● **How to complete this task**
Show only those lines of the entries where the string "crop" is found.

● **Available records**

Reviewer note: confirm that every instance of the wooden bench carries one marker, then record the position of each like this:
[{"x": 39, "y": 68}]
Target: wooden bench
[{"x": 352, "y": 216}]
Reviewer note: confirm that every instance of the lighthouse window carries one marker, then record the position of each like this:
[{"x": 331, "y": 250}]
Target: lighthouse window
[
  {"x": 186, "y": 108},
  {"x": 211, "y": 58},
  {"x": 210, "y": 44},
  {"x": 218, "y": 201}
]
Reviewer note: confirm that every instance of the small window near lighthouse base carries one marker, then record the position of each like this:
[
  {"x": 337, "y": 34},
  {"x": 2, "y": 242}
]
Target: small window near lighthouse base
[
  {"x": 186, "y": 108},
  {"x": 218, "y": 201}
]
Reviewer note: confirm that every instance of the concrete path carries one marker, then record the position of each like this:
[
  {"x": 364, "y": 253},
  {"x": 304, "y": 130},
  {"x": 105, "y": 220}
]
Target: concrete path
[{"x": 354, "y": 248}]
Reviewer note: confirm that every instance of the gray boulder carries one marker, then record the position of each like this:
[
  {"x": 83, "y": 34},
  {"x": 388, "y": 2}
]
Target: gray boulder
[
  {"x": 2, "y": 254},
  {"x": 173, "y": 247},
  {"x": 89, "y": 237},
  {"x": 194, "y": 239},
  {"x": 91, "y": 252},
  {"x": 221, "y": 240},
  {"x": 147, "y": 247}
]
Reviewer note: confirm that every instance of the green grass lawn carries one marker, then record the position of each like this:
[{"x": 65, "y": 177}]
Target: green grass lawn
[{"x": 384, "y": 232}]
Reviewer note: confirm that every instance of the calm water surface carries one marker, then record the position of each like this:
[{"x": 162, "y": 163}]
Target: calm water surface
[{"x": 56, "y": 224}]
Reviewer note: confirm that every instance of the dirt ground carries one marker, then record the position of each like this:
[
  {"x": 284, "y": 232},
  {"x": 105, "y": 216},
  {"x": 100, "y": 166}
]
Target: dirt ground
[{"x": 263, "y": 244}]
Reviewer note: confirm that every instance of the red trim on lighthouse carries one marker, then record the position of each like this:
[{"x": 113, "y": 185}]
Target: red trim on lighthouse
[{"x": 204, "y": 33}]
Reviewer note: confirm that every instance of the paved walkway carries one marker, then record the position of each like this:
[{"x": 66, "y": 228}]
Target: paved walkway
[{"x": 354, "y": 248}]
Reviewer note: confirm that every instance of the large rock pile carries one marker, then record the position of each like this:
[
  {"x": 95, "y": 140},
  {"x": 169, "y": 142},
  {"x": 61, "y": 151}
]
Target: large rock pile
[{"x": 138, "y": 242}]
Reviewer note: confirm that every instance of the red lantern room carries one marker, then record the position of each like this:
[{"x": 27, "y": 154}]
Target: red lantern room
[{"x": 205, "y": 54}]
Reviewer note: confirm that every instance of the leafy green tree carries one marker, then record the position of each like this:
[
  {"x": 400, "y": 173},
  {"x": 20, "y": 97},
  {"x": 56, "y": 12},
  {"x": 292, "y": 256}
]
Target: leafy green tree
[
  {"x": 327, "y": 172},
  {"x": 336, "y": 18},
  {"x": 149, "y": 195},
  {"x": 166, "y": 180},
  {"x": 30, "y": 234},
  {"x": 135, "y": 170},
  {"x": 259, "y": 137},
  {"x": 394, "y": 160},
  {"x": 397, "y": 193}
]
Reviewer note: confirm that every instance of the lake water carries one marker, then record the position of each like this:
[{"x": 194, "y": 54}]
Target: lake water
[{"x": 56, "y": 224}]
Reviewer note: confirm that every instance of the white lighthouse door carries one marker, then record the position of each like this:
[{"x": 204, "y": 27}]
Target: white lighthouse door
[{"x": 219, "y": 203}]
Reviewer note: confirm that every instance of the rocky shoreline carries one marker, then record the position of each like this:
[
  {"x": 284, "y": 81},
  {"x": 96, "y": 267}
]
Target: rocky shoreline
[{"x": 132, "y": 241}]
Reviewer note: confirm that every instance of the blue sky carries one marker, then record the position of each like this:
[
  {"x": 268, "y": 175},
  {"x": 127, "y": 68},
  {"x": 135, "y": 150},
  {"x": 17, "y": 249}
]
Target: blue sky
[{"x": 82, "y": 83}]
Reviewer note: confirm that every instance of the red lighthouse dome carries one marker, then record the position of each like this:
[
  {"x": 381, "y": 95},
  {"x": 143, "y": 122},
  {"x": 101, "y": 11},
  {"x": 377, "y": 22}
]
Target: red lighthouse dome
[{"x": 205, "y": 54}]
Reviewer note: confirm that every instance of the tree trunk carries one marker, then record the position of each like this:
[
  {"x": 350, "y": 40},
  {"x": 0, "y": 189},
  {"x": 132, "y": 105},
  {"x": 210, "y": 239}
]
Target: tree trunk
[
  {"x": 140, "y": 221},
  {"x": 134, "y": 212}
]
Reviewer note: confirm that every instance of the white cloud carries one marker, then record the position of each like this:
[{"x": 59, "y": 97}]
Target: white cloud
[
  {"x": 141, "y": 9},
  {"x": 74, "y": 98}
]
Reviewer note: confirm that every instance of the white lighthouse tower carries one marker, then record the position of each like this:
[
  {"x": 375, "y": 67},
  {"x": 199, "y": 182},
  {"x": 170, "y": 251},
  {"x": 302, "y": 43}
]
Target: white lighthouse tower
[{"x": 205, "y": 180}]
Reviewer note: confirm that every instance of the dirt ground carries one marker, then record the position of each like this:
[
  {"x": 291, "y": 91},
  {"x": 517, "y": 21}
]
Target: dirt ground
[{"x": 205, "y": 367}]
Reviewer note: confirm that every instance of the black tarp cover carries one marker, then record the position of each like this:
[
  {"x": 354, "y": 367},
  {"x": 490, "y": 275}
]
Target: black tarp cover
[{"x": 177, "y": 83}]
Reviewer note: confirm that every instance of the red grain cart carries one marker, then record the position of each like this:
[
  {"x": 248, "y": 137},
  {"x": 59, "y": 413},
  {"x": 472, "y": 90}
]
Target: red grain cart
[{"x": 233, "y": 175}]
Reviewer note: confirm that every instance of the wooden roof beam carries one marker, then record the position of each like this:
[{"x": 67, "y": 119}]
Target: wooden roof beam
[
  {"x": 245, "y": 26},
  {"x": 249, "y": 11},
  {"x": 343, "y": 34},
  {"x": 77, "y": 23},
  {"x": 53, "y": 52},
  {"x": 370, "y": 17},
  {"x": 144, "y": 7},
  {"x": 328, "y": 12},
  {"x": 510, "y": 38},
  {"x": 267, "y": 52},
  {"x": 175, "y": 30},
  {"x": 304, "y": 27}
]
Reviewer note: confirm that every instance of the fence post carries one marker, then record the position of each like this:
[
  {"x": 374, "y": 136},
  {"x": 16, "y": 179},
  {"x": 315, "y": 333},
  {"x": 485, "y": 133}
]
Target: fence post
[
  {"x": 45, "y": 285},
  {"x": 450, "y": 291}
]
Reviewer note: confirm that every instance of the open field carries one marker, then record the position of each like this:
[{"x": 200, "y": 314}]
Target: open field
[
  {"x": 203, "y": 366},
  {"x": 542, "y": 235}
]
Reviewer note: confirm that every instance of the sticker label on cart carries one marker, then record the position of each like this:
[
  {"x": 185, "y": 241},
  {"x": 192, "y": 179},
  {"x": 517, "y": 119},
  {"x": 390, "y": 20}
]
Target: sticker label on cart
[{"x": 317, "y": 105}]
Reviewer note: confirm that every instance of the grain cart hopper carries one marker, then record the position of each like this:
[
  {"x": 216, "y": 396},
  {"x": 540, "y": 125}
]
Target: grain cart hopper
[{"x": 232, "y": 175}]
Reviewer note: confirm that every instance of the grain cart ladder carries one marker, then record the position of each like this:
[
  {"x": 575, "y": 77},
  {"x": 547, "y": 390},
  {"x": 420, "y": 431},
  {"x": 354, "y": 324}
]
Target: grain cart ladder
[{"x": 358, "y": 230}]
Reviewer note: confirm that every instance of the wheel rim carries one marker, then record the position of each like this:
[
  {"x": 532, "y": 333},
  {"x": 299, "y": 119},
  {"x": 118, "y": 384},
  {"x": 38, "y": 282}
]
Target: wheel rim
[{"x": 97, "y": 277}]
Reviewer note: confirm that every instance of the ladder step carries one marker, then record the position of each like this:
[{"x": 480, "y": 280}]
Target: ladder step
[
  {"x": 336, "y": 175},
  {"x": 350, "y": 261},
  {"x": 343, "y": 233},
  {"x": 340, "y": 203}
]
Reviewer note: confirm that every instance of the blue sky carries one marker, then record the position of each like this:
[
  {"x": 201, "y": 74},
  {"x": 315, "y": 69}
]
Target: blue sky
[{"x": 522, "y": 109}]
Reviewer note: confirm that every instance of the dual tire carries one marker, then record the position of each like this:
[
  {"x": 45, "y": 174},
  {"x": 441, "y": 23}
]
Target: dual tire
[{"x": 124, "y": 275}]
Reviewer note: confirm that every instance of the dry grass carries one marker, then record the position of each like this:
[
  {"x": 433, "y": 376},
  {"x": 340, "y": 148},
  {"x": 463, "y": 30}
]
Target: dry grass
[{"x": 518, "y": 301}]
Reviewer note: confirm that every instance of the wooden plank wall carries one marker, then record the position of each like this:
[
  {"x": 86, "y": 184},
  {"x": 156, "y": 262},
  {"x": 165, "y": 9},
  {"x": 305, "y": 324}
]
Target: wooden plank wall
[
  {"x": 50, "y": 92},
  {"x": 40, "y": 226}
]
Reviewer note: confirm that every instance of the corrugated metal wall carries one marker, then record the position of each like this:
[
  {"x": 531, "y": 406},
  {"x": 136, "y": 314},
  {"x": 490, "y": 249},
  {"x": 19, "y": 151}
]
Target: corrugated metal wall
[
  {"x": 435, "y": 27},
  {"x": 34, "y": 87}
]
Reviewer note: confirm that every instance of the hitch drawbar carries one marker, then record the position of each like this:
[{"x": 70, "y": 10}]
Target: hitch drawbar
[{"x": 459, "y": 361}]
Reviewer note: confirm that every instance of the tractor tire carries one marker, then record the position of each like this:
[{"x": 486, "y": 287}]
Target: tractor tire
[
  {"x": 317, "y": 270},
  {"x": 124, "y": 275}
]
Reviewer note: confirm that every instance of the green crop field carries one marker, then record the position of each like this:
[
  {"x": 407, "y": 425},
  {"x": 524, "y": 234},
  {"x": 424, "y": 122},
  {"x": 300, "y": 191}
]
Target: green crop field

● **Solution to this exercise**
Reviewer note: confirm that every instance of the green crop field carries one marker, then record the position of each like this:
Target: green crop field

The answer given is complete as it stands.